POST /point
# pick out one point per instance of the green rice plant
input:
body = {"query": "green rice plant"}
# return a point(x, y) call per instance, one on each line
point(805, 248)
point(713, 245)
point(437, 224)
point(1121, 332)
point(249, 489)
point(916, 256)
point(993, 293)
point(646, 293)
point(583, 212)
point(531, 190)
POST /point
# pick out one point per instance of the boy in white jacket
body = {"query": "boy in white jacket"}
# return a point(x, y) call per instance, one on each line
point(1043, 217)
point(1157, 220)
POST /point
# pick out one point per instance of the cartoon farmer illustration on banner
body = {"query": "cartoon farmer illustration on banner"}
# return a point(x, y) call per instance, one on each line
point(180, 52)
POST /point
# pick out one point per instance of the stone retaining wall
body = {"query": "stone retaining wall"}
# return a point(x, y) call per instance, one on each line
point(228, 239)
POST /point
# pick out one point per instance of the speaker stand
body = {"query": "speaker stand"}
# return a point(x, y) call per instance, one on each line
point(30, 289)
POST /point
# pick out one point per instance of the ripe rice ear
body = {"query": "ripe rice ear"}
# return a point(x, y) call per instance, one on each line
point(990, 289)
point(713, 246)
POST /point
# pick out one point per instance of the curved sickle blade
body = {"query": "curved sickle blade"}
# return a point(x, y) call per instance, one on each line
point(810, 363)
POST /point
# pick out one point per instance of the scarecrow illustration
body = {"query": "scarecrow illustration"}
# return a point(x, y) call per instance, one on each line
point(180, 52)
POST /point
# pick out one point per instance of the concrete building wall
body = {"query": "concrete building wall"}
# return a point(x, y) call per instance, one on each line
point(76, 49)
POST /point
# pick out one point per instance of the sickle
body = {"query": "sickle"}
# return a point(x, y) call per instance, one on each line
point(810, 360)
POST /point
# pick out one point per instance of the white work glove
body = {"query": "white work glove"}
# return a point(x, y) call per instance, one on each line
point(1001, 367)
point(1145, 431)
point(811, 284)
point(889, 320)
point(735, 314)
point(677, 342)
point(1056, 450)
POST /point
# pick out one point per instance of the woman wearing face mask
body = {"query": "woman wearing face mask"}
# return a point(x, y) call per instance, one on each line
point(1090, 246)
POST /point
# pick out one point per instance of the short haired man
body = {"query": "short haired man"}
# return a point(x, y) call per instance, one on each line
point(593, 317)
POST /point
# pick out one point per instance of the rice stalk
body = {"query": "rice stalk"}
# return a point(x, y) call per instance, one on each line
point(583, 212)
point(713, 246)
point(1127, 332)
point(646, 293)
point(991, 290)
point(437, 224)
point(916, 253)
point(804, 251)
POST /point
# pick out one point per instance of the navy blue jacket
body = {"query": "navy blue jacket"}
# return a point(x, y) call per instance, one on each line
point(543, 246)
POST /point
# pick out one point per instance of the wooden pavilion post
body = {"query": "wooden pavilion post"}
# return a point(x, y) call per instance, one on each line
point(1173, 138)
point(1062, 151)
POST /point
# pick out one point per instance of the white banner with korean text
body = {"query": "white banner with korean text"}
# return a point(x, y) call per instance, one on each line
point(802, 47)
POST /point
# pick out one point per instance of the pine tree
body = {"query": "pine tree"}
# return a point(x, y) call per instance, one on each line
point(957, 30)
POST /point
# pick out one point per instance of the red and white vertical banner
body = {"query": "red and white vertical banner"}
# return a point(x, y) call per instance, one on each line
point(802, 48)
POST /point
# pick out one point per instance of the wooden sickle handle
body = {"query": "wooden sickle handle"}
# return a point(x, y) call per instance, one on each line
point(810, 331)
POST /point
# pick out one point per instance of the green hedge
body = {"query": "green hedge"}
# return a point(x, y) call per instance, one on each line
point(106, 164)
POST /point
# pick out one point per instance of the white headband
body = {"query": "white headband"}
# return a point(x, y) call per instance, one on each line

^^^^

__What you have to do__. Return only those lines of the records that contain the string "with".

__Written solution__.
# pick out one point per instance of the white banner with korean text
body = {"query": "white banner with korean text"}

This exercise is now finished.